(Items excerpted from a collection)
---+---

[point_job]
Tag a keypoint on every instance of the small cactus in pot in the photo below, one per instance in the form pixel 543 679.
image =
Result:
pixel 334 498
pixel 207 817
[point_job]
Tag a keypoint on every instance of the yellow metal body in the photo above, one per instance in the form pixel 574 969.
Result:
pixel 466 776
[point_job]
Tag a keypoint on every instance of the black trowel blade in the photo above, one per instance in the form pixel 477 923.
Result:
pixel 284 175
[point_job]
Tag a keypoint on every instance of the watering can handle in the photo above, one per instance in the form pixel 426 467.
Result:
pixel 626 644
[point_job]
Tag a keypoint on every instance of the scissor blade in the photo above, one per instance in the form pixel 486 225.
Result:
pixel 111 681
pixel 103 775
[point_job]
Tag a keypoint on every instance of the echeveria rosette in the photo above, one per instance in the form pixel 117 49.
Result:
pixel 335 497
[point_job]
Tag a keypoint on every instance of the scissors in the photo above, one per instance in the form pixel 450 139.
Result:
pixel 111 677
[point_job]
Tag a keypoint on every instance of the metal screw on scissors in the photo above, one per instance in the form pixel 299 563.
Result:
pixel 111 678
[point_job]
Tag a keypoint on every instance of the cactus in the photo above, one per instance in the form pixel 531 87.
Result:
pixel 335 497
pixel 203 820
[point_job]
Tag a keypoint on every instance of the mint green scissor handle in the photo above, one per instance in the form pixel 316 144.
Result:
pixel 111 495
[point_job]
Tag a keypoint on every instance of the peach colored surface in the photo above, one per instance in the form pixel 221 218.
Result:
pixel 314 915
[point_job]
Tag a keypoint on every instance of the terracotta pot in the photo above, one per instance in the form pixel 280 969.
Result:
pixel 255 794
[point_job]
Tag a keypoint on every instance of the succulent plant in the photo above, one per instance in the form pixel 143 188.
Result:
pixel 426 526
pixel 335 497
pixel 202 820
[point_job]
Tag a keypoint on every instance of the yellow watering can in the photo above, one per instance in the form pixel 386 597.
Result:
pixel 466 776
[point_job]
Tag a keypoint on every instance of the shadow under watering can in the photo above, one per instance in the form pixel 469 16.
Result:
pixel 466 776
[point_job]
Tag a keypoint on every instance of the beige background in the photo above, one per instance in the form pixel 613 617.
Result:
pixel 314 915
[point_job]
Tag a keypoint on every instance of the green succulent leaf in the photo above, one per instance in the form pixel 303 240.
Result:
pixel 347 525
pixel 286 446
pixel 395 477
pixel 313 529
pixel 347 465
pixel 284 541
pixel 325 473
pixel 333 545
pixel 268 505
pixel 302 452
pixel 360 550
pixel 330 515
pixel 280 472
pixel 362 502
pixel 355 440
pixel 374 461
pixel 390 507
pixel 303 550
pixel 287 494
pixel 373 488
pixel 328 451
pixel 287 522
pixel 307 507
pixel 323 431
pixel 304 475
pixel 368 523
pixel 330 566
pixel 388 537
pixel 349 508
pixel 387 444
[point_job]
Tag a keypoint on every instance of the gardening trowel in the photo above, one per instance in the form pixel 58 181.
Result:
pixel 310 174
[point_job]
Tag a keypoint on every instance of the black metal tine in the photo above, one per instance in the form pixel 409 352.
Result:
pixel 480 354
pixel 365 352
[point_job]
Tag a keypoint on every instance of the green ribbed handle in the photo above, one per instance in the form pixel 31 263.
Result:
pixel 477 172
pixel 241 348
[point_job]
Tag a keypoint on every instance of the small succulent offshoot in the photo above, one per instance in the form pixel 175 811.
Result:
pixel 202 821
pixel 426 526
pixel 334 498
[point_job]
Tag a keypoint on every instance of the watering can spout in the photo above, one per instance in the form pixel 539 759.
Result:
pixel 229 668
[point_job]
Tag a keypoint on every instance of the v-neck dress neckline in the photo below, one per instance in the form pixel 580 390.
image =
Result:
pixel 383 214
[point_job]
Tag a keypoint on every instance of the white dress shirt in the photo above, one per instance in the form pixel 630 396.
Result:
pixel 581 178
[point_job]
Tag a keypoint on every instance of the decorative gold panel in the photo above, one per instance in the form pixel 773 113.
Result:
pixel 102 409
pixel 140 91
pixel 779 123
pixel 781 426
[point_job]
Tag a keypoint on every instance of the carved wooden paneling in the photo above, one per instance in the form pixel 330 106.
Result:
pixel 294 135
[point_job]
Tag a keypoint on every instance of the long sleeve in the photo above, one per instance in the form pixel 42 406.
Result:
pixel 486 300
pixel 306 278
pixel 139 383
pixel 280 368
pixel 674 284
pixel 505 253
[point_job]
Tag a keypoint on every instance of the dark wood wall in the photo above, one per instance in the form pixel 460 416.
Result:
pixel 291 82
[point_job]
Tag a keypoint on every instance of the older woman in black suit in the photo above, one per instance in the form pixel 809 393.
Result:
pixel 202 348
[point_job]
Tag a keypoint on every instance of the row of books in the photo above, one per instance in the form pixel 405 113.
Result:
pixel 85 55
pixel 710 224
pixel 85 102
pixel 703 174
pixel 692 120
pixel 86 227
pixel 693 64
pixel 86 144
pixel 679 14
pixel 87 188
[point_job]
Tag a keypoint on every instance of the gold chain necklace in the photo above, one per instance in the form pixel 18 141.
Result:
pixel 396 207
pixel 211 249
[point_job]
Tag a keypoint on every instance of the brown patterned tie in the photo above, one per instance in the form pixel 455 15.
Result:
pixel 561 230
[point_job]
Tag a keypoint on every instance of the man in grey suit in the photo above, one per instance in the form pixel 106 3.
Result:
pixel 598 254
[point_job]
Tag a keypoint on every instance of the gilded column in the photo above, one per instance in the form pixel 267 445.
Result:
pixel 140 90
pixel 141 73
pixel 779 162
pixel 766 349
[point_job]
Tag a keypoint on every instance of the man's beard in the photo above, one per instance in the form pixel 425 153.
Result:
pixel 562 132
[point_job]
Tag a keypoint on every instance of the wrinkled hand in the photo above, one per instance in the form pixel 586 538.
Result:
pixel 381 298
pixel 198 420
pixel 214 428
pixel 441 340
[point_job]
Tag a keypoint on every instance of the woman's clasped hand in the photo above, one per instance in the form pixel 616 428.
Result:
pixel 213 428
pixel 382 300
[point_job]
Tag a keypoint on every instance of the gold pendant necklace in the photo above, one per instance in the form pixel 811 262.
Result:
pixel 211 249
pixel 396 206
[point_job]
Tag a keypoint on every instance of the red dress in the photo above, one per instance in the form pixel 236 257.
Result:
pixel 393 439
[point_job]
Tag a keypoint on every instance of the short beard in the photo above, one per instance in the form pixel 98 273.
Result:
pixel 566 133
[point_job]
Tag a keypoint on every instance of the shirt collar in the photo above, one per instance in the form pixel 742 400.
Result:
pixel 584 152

---+---

=== Written exercise ===
Copy everything from the start of the items down through the line containing "pixel 207 817", substituting "marker" for "keypoint" and leaving all else unchanged.

=== Task result ===
[point_job]
Tag a marker on every instance of the small cactus in pot in the photo below, one per instance in the form pixel 543 679.
image =
Result:
pixel 334 498
pixel 207 817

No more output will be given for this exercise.